# Task objective:
Repeat all the data word for word.

# Stored data:

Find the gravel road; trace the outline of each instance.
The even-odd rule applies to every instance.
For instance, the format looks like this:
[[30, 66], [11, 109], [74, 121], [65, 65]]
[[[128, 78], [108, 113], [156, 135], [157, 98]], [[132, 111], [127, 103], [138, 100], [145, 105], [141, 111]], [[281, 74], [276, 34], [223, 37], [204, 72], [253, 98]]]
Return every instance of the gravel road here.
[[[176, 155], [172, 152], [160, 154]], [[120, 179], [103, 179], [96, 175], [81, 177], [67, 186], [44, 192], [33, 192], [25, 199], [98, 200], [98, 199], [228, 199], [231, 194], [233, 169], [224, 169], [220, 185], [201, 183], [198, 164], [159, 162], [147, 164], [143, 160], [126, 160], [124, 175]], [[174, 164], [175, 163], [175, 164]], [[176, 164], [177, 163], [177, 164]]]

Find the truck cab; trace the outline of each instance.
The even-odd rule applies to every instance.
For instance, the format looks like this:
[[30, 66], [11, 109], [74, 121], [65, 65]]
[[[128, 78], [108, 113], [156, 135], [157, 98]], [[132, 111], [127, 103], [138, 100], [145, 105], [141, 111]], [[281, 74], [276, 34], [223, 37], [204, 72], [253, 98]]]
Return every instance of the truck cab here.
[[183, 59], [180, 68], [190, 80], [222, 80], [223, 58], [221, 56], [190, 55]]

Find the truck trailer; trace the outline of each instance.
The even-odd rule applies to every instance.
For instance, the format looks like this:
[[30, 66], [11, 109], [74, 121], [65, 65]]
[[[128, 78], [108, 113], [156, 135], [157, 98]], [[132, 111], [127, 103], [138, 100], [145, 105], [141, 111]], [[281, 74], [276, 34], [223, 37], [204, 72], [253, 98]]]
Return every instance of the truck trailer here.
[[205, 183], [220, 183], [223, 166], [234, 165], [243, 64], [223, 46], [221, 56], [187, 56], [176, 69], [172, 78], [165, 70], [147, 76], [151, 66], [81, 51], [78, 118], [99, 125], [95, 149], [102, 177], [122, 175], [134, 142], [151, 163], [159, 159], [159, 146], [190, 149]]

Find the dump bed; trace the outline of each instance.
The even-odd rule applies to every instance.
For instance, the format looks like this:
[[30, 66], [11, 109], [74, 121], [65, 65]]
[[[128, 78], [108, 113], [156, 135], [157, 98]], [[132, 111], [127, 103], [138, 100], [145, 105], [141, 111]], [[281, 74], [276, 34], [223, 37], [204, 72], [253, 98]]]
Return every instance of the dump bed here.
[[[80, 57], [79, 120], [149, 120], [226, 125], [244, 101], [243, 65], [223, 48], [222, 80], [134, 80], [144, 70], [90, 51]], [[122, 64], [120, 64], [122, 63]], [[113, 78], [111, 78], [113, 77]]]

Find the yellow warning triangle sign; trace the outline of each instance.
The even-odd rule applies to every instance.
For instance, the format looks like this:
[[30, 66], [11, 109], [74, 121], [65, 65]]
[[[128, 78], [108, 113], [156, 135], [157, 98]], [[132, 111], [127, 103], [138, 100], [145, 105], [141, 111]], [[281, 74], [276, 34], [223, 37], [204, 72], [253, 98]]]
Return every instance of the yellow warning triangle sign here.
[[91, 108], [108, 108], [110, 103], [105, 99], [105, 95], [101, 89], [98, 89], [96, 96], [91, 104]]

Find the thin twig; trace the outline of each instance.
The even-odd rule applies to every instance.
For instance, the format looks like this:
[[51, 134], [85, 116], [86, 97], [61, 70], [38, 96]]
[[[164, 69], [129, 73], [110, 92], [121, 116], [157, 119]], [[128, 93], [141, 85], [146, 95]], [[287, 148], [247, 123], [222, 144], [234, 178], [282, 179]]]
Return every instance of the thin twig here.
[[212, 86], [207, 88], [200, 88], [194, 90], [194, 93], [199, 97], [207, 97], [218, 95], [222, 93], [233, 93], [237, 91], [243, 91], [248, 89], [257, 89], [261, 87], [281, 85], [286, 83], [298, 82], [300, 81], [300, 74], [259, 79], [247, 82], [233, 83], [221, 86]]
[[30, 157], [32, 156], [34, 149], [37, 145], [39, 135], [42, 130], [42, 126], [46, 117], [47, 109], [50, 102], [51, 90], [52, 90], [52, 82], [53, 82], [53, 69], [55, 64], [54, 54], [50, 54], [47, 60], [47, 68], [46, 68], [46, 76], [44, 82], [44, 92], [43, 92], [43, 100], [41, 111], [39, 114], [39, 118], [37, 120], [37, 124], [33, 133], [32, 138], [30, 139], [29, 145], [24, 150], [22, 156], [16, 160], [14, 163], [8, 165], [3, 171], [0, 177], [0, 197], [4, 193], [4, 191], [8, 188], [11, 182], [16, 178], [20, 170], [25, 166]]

# Written answer:
Find the gravel road; trace the outline of each instance.
The even-odd rule applies to every instance.
For instance, the format looks like this:
[[30, 66], [11, 109], [74, 121], [65, 65]]
[[[128, 78], [108, 113], [156, 135], [157, 98]], [[132, 111], [127, 103], [138, 100], [145, 105], [141, 111]], [[281, 74], [276, 34], [223, 37], [204, 72], [253, 98]]]
Return every instance of the gravel road here.
[[[176, 155], [172, 152], [160, 154]], [[120, 179], [103, 179], [96, 175], [81, 177], [67, 186], [44, 192], [33, 192], [25, 199], [98, 200], [98, 199], [228, 199], [231, 194], [233, 169], [224, 169], [220, 185], [201, 183], [198, 164], [159, 162], [147, 164], [143, 160], [126, 160], [124, 175]], [[174, 164], [175, 163], [175, 164]], [[176, 164], [177, 163], [177, 164]]]

Find the truck cab; trace the outline of each instance.
The even-odd rule applies to every instance.
For instance, the format looks like this:
[[30, 66], [11, 109], [74, 121], [65, 65]]
[[[128, 78], [108, 113], [156, 135], [157, 98]], [[132, 111], [127, 103], [138, 100], [145, 105], [141, 111]], [[281, 74], [276, 34], [223, 37], [204, 72], [253, 98]]]
Return every instance of the truck cab here.
[[183, 59], [180, 68], [190, 80], [222, 80], [223, 58], [221, 56], [190, 55]]

Find the truck trailer; trace the outline of each instance.
The even-odd rule applies to every instance.
For instance, the format looks like this:
[[30, 66], [11, 109], [74, 121], [65, 65]]
[[[128, 78], [108, 113], [156, 135], [157, 98]], [[132, 111], [127, 103], [138, 100], [145, 105], [141, 111]], [[281, 74], [276, 34], [223, 37], [204, 72], [253, 98]]]
Return every instance of the truck trailer here.
[[205, 183], [220, 183], [223, 166], [234, 165], [243, 64], [223, 46], [221, 56], [187, 56], [176, 69], [172, 78], [165, 70], [147, 76], [151, 66], [81, 51], [78, 118], [99, 125], [95, 149], [102, 177], [122, 175], [134, 142], [151, 163], [159, 159], [159, 146], [190, 149]]

Find the dump bed; trace the outline of each instance.
The even-odd rule applies to every instance.
For instance, the format looks like this:
[[30, 66], [11, 109], [74, 121], [65, 65]]
[[[128, 78], [108, 113], [156, 135], [157, 98]], [[132, 111], [127, 103], [138, 100], [145, 105], [141, 111]], [[281, 74], [276, 34], [223, 37], [204, 72], [253, 98]]]
Return every instance of the dump bed here.
[[[80, 57], [79, 120], [149, 120], [226, 125], [244, 101], [243, 65], [223, 48], [222, 80], [134, 80], [144, 70], [90, 51]], [[122, 64], [120, 64], [122, 63]], [[113, 78], [111, 78], [113, 77]]]

Find the yellow warning triangle sign; trace the outline of each instance.
The even-odd rule applies to every instance.
For instance, the format looks like this:
[[30, 66], [11, 109], [74, 121], [65, 65]]
[[[128, 78], [108, 113], [156, 135], [157, 98]], [[132, 111], [127, 103], [138, 100], [145, 105], [141, 111]], [[281, 74], [276, 34], [223, 37], [204, 72], [253, 98]]]
Return every instance of the yellow warning triangle sign here.
[[91, 108], [108, 108], [110, 103], [105, 99], [105, 95], [101, 89], [98, 89], [96, 96], [91, 104]]

Find the thin twig; trace the outline of each instance.
The even-odd rule applies to every instance.
For instance, the format looks like this:
[[51, 134], [85, 116], [86, 97], [61, 70], [38, 96]]
[[[164, 69], [129, 73], [110, 92], [121, 116], [157, 119]], [[128, 93], [141, 85], [146, 95]], [[287, 148], [247, 123], [222, 144], [234, 178], [282, 179]]]
Return every instance of the thin twig here.
[[212, 86], [207, 88], [200, 88], [194, 90], [194, 93], [199, 97], [207, 97], [218, 95], [222, 93], [233, 93], [237, 91], [243, 91], [248, 89], [257, 89], [261, 87], [281, 85], [286, 83], [298, 82], [300, 81], [300, 74], [259, 79], [247, 82], [233, 83], [221, 86]]
[[30, 157], [32, 156], [34, 149], [37, 145], [39, 135], [42, 130], [42, 126], [46, 117], [47, 109], [50, 102], [51, 90], [52, 90], [52, 82], [53, 82], [53, 69], [55, 64], [54, 54], [50, 54], [47, 60], [47, 68], [46, 68], [46, 76], [44, 82], [44, 92], [43, 92], [43, 100], [41, 111], [39, 114], [39, 118], [37, 120], [37, 124], [33, 133], [32, 138], [30, 139], [29, 145], [24, 150], [22, 156], [16, 160], [14, 163], [8, 165], [3, 171], [0, 177], [0, 197], [4, 193], [4, 191], [8, 188], [11, 182], [16, 178], [20, 170], [25, 166]]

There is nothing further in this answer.